David O’Russell returns from a seven year hiatus this week with Amsterdam. It’s a typically starry dramedy from the director of Silver Linings Playbook and American Hustle but has met with a more mixed response than O’Russell is used to. The film is unlikely to win him his third BAFTA.

Fresh from his god butchering role in the most recent Thor film, Christian Bale both leads Amsterdam and is credited among its producers. He plays Burt Berendsen, a soldier turned doctor, whose prosthetic eye belies his involvement in the First World War.

It was during his time on the Western Front that Burt met Margot Robbie’s Valerie Voze, a nurse, and fellow soldier Harold Woodman, played by John David Washington. The film takes its title from the location of a bohemian retreat in which the trio sought solace from the horrors of war, via drunk and drugs, before Valerie mysteriously vanished. We’ll always have Amsterdam.

A decade on, in post-crash New York, a dramatic reunion for the friends finds them drawn into the real life Business Plot conspiracy. This being the alleged 1933 putsch to overthrow the Roosevelt administration in favour of a dictatorship. That Burt and Harold are also accused of murder only complicates the matter.

Amsterdam is perhaps the starriest star vehicle of the post-pandemic era. Not content with A-list leads alone, O’Russell stuffs his supporting cast with a who’s who of Hollywood.

There are bit parts for Robert De Niro, Zoe Saldaña, Anya Taylor Joy, Bond villain Rami Malek and, Austin Powers himself, Mike Myers. Andrea Riseborough is rather brilliant as Burt’s snooty wife Beatrice and Taylor Swift enjoys yet another scene stealing cameo - as is becoming the pop star’s cinematic speciality.

Each star brings sparkle to the whole, which does indeed boast a number of memorable and witty highlights. Watch for the moment a skeptical Burt is hit by the effects of a narcotic, while arguing that such drugs have no effect.

Where Amsterdam falls down, however, is in its knotty plotting, which confuses at an excessive 134 minutes. There’s little let up and an uneven weightiness dragging at the humorous heels.

That this episode in history is little known to most of the audience only does to compound the issues. Teasing that ‘some of this actually happened’ only works if you care some of it did.

» Extracted data:
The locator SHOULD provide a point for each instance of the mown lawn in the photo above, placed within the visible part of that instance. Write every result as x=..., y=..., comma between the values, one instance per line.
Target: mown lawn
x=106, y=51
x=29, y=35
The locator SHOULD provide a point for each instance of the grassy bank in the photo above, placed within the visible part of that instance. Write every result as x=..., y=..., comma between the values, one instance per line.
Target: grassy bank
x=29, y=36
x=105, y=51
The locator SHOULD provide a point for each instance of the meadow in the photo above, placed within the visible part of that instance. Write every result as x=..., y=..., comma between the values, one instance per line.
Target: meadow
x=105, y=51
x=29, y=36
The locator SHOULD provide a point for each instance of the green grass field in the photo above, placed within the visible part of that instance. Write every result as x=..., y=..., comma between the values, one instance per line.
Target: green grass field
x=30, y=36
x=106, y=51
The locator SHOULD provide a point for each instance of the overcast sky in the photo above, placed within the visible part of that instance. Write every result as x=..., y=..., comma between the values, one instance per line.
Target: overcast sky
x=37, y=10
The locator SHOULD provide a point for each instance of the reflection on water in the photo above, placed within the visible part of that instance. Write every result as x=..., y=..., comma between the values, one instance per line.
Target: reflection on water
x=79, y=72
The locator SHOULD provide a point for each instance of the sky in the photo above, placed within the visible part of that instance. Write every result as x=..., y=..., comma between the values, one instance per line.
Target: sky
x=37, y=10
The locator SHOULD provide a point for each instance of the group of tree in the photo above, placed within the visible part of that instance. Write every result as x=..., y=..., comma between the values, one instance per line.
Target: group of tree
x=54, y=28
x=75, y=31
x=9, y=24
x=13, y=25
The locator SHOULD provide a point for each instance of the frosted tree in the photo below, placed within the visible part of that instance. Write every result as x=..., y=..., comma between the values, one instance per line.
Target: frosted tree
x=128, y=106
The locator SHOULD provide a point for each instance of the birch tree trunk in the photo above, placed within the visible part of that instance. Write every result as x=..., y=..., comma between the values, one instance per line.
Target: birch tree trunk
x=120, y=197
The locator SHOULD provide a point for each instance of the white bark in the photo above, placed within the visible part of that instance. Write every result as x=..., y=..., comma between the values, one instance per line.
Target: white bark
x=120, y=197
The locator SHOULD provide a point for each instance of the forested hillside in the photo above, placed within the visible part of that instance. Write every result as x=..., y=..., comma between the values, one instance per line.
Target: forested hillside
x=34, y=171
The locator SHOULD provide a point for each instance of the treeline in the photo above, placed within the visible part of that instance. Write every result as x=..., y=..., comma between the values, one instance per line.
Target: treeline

» About this exercise: Reproduce the part of the Amsterdam review that begins at the words "A decade on, in" and stops after "who of Hollywood.".

» Written solution:
A decade on, in post-crash New York, a dramatic reunion for the friends finds them drawn into the real life Business Plot conspiracy. This being the alleged 1933 putsch to overthrow the Roosevelt administration in favour of a dictatorship. That Burt and Harold are also accused of murder only complicates the matter.

Amsterdam is perhaps the starriest star vehicle of the post-pandemic era. Not content with A-list leads alone, O’Russell stuffs his supporting cast with a who’s who of Hollywood.